### GIVEN PROBLEM
Rewrite the items below with "white blurred spot" changed to "pale blurred spot" and everything else kept the same. Omit the pictures from your output.

### TASK MATERIAL
——
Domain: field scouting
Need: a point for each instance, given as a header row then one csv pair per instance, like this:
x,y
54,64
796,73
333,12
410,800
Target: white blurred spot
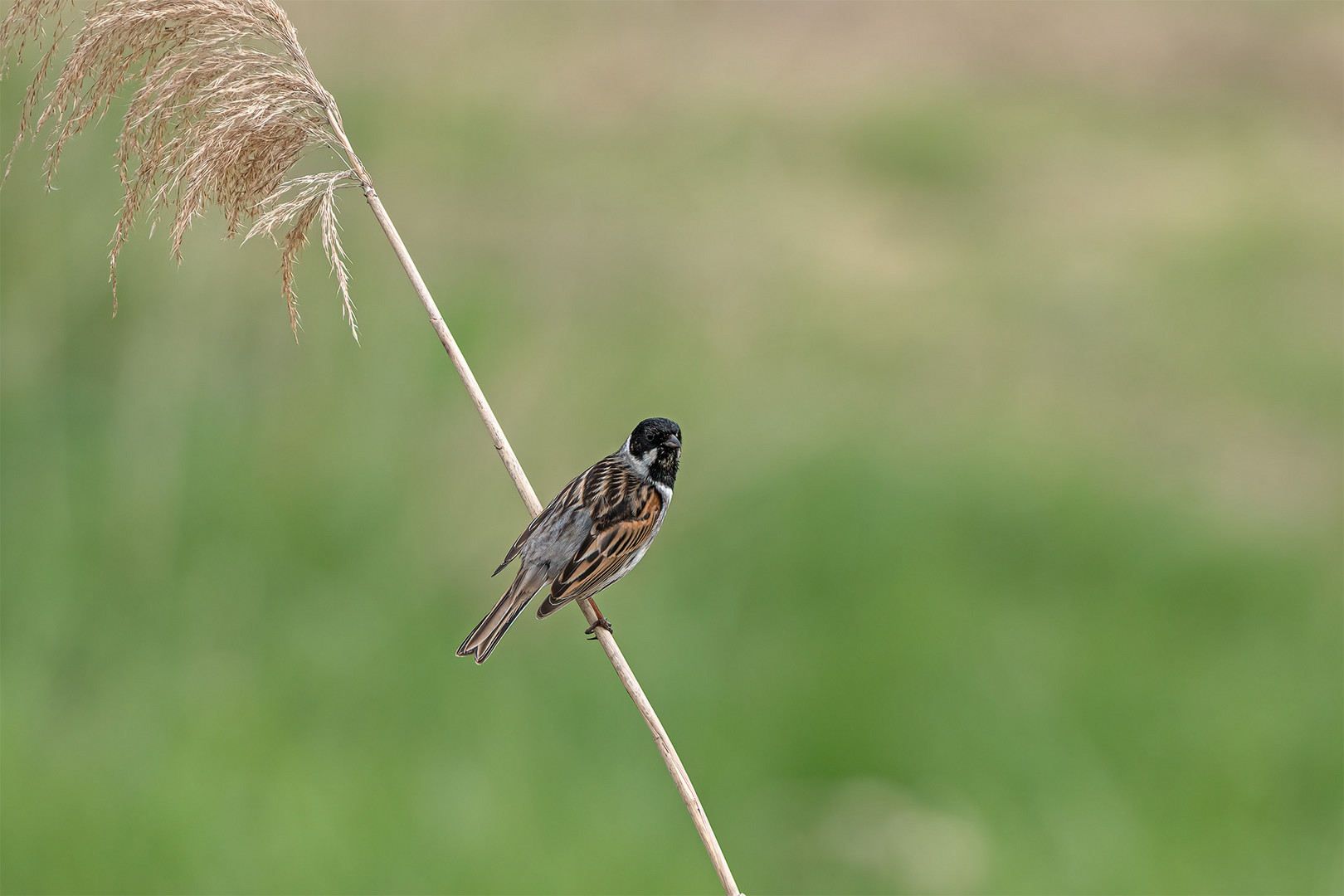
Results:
x,y
879,829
——
### CORRECT OUTPUT
Domain: field scouting
Need: a point for each instance, given as a header row then one csv pair per instance, like this:
x,y
54,64
796,73
333,12
410,800
Target: pale blurred spot
Results:
x,y
879,829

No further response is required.